*TASK PROMPT*: Transcribe every line of the listing below without any deviation.
------------------------------
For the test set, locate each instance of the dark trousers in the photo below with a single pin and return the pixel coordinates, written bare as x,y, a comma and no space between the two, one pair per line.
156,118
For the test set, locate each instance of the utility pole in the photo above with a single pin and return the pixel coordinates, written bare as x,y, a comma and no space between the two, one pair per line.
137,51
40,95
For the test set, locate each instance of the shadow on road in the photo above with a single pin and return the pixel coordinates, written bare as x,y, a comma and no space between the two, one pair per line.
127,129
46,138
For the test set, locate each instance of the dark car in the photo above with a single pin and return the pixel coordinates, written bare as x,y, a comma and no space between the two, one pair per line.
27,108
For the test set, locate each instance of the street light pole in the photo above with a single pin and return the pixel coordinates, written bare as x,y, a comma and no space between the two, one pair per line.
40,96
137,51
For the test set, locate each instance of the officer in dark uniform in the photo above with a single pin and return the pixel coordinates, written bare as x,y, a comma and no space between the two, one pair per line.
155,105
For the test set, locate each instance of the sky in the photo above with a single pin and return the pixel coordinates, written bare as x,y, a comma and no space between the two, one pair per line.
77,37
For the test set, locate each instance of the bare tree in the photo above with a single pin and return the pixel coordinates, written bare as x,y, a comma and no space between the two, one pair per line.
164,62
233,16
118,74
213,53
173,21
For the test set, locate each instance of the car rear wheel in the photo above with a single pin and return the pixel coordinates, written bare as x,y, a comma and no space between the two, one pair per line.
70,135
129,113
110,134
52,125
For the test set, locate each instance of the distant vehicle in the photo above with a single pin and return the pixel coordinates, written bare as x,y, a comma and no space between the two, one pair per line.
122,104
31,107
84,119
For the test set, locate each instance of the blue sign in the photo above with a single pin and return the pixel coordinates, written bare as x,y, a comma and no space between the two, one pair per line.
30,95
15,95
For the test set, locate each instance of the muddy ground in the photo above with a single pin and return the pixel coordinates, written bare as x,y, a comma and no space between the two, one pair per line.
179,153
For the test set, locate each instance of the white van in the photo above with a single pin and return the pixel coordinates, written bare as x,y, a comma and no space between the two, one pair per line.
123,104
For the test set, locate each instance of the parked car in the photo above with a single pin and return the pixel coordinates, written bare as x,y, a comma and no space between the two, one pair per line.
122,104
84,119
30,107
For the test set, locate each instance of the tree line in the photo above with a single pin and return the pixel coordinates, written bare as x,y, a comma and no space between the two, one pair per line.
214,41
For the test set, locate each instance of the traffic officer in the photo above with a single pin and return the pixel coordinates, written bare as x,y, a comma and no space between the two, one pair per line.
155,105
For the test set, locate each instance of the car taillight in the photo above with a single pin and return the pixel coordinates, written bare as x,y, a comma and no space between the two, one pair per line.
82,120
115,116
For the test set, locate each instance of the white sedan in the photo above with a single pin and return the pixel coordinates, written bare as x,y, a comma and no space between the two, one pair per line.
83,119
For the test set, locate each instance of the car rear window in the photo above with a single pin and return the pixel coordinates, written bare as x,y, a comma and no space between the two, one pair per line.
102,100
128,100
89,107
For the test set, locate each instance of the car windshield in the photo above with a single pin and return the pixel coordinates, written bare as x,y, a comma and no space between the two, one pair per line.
------------------------------
*FINISHED TASK*:
For the test set, locate each instance of the dark trousers in the photo below with a single pin and return the pixel coordinates, written bare as x,y, a comma and no space between the two, one pair per line.
156,118
For the test set, locate each instance of the utility pole in the photo above with a single pin and return the pixel coordinates, written bare as x,y, a comma and no space between the two, one pair per line.
137,51
40,95
For the test set, locate each instance of the shadow on road in the photo above with a single pin and return the pixel coordinates, written bare as x,y, a comma and no space between the two, one pair per line.
127,129
46,138
For the test set, locate each instance of the dark car in the photo above with a single pin and return the pixel coordinates, written bare as x,y, a comma and no space between the two, one pair per line.
27,108
For the test set, locate each instance of the street light pole in the photo above with a single pin and return the pixel coordinates, written bare as x,y, a comma and no space between the two, one pair per line.
40,96
137,51
For the test set, locate each instance of the officer in dark uniform in the photo above with a single pin and return the pixel coordinates, written bare as x,y, a comma and no space between the two, one pair per line.
155,105
For the test set, locate each instance of the sky in the photo above with a single pin and return the pixel coordinates, written bare as x,y, a comma and no space between the two, one pair per line.
77,37
For the test set, locate each instance of the bare tree in the photo above with a single pin and return the pixel coordinates, written bare as x,y, a comma and no space between the two, one pair per line.
164,62
233,16
118,74
213,53
173,21
For the test set, locate each instance of the car rear wheel in the photo above with a single pin and return the pixel coordinates, written bare as x,y, a comma and no space between the two, one pair per line.
70,135
129,113
110,134
52,125
For the test set, locate each instance of the distant vehicle in the photo above with a single pin and return the pixel coordinates, written bare as x,y, a comma and no space between the two, one pair per line.
122,104
31,107
84,119
For the test set, locate each instance of the blue sign in the photo above with a single pin and return the pixel coordinates, written bare as x,y, a comma and no space between the two, one pair per line.
30,95
15,95
For the test set, locate each instance of the muddy ground in the photo above with a single pin and return the pixel coordinates, written bare as x,y, a comma and no space between the two, one pair per line.
179,153
For the test set, locate each instance of the white van in the photo above with a single pin and return the pixel coordinates, written bare as x,y, a comma and no space between the two, one pair per line.
123,104
For the test set, locate each instance of the parked car in the photo above with a single pin and return the pixel coordinates, written bare as x,y, a comma and no space between the two, one pair per line.
122,104
84,119
30,107
For the test set, locate each instance of the tree line in the photo above with a single pin and return the pixel coordinates, written bare as x,y, a comma and no space between the two, one pair per line.
214,41
For the test set, locate each instance of the traffic officer in the photo above with a single pin and return the pixel coordinates, written bare as x,y, a comma and no space between the two, one pair per line.
155,105
For the test set, locate each instance of the car taillight in the photo above with a single pin and return the pixel coordinates, written bare as x,y, a comma and no space between the two, one pair per line.
82,120
115,116
For the test set, locate each instance of the white sedan in the photo above with a single pin and return the pixel coordinates, written bare as x,y, a comma and no space between the two, one pair per line.
83,119
For the test set, locate each instance of the car rear window in the photo above with a single pin and return the pixel coordinates, written bare as x,y, a comma and no space between the two, one pair per line.
102,100
128,100
89,107
For the test set, locate each instance of the car windshield in the photo above with a single pin and return the pixel coordinates, written bare as x,y, a comma and no space between the two, one pair per line.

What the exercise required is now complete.